What to do: Reproduce the following records verbatim, starting with the line containing "Could you kindly tag the white wall" and continuing through the line containing "column 1164, row 517", both included, and nothing else.

Rows from a dataset:
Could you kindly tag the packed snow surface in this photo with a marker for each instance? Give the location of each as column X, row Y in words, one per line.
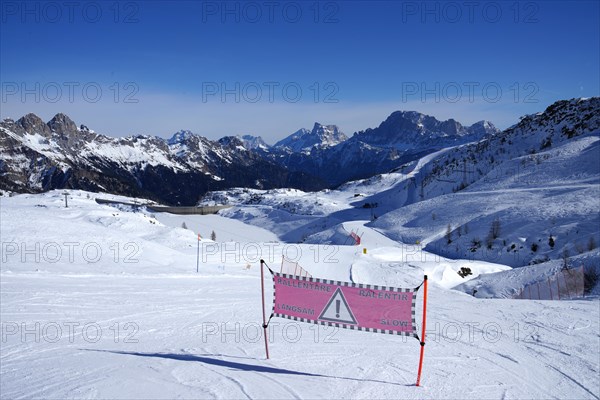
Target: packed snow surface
column 102, row 301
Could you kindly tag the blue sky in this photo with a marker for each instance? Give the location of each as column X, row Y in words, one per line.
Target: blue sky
column 271, row 67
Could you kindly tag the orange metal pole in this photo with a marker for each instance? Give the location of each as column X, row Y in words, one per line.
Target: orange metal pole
column 423, row 331
column 262, row 287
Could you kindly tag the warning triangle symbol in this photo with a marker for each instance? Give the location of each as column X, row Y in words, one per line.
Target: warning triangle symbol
column 337, row 309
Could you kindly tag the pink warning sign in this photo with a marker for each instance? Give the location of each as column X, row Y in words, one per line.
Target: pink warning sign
column 346, row 305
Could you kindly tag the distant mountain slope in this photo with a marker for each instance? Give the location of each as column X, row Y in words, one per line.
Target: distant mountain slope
column 401, row 138
column 303, row 140
column 36, row 156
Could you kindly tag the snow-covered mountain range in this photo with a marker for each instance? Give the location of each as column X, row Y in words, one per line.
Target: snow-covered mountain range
column 537, row 183
column 38, row 156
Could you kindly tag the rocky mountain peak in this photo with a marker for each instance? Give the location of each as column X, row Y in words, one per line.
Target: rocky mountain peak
column 31, row 123
column 63, row 125
column 180, row 137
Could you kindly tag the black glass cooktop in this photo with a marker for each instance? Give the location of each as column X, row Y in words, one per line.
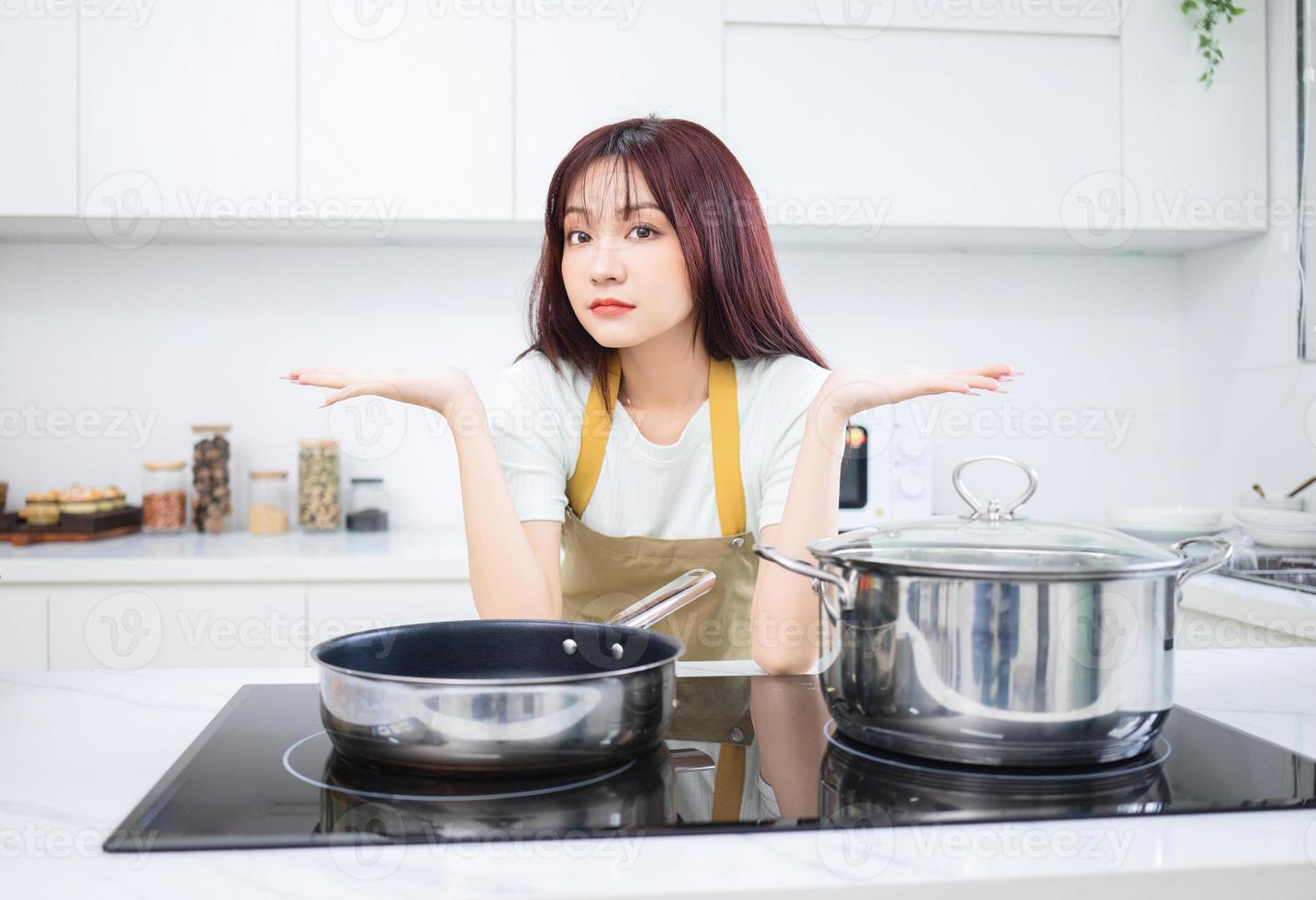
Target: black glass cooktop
column 742, row 753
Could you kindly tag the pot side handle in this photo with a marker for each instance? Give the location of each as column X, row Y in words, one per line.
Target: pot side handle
column 799, row 568
column 1224, row 550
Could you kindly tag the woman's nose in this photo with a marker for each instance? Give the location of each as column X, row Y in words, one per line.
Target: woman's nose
column 605, row 264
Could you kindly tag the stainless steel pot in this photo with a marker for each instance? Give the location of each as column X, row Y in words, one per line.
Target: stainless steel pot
column 492, row 696
column 995, row 638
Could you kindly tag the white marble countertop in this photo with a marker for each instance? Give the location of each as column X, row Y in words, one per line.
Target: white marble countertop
column 81, row 748
column 241, row 557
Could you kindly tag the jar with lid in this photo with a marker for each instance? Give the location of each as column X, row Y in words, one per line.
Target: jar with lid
column 163, row 496
column 267, row 501
column 367, row 507
column 212, row 493
column 319, row 505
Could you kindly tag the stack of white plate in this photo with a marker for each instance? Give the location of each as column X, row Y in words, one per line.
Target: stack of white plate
column 1278, row 528
column 1164, row 523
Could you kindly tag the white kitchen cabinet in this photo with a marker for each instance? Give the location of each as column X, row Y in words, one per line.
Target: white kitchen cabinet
column 1194, row 157
column 190, row 112
column 346, row 608
column 921, row 128
column 605, row 63
column 164, row 625
column 39, row 107
column 406, row 111
column 23, row 628
column 860, row 18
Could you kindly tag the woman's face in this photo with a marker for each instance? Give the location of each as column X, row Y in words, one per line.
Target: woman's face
column 632, row 261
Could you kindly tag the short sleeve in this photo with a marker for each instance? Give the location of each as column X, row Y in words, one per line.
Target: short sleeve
column 793, row 394
column 528, row 440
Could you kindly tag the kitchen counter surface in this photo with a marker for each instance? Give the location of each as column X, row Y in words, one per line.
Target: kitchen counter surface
column 81, row 748
column 241, row 557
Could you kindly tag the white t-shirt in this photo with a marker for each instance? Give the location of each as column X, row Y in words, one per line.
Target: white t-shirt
column 645, row 489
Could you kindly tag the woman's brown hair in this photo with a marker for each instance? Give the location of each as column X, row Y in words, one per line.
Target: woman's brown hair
column 737, row 289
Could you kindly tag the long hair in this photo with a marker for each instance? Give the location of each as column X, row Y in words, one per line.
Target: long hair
column 738, row 298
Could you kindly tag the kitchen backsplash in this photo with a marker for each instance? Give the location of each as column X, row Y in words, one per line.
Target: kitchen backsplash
column 111, row 355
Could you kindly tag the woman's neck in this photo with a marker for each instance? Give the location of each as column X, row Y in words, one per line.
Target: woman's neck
column 665, row 374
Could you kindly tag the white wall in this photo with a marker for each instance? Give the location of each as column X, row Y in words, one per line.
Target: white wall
column 185, row 333
column 1249, row 412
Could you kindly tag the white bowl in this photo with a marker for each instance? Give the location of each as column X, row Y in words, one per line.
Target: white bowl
column 1279, row 538
column 1252, row 501
column 1286, row 520
column 1164, row 517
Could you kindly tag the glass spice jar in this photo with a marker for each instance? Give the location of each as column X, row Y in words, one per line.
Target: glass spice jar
column 267, row 501
column 319, row 507
column 212, row 493
column 367, row 507
column 163, row 496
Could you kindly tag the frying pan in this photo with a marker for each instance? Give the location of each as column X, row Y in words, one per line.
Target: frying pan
column 505, row 695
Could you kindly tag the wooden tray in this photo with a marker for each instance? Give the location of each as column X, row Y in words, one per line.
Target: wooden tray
column 73, row 526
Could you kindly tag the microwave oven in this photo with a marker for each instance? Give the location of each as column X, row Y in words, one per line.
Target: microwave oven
column 886, row 470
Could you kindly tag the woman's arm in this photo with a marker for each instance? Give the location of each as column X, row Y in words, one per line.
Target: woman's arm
column 510, row 574
column 508, row 563
column 784, row 612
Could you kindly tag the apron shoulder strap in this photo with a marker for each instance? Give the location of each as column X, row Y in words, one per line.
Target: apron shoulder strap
column 724, row 420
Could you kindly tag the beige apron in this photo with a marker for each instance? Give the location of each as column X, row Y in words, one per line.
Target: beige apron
column 602, row 575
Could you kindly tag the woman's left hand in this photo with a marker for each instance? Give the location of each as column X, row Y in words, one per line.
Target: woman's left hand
column 849, row 391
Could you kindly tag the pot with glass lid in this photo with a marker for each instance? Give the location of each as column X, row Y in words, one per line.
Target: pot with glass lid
column 996, row 638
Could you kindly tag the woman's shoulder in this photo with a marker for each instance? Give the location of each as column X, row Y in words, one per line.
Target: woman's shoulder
column 782, row 379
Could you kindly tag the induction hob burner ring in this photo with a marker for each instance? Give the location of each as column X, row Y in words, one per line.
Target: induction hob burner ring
column 432, row 797
column 1160, row 751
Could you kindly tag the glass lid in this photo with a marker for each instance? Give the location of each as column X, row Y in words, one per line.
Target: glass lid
column 997, row 541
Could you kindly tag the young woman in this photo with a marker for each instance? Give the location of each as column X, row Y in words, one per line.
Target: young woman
column 669, row 412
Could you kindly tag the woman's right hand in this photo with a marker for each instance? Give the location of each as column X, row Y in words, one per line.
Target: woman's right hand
column 434, row 388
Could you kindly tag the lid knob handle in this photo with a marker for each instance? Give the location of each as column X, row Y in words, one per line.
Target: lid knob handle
column 993, row 511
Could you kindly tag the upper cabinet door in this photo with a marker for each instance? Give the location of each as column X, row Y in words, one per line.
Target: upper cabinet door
column 1195, row 157
column 604, row 63
column 39, row 107
column 1021, row 16
column 190, row 111
column 407, row 109
column 920, row 127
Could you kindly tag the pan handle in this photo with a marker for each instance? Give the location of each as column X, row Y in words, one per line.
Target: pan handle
column 668, row 599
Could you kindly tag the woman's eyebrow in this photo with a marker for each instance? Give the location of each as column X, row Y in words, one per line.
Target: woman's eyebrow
column 644, row 204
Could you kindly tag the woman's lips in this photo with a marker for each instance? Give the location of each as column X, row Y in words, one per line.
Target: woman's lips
column 610, row 308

Result of the exercise:
Could you kindly tag the white wall in this photo with a marker for each instance? Give the location of each as column X, row Y in words, one per line.
Target: white wall
column 185, row 333
column 1249, row 412
Could you kindly tag the white bowl in this photo with a marker for each instance? Give the location of each as column X, row Y in words, one per line.
Target: white bowl
column 1279, row 538
column 1252, row 501
column 1286, row 520
column 1164, row 517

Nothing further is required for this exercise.